Studio: Paramount Pictures
Director: Julius Avery
Writer: Billy Ray, Mark L. Smith
Producer: J.J. Abrams, Lindsey Weber
Stars: Jovan Adepo, Wyatt Russell, Pilou Asbaek, Mathilde Ollivier, John Magaro, Bokeem Woodbine, Iain De Caestecker, Dominic Applewhite
Ragtag soldiers desperate to salvage a mission behind enemy lines uncover evidence of a terrifying Nazi experiment.
“Overlord’s” story progresses in chapterized chunks cycling through individually themed episodes that include military firefights, interpersonal interactions, espionage procedurals, and mutant monster mayhem. Its prologue in particular operates like a mini “Saving Private Ryan” where we’re introduced to the usual archetypes sent behind enemy lines in cinema.

LIST OF TASKS —
- A) Who directed the film described on the Overlord page?
- B) List the kinds of individually themed episodes that the Overlord page says the story cycles through.
The items that follow come from a different source than the Overlord page.

ITEMS —
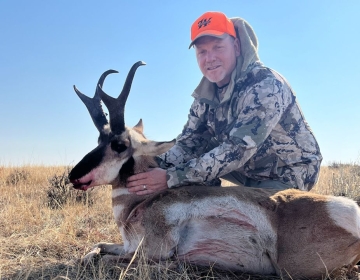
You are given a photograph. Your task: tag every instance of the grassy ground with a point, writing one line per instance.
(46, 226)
---
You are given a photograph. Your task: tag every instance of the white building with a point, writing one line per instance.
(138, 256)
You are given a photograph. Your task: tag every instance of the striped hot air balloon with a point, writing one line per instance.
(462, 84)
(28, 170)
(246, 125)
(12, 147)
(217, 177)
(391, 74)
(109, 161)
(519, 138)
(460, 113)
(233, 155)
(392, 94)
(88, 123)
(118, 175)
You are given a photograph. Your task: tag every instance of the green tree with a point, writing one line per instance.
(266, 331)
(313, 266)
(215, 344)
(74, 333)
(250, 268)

LIST OF SOLUTIONS —
- A) Julius Avery

- B) Military firefights, interpersonal interactions, espionage procedurals, and mutant monster mayhem.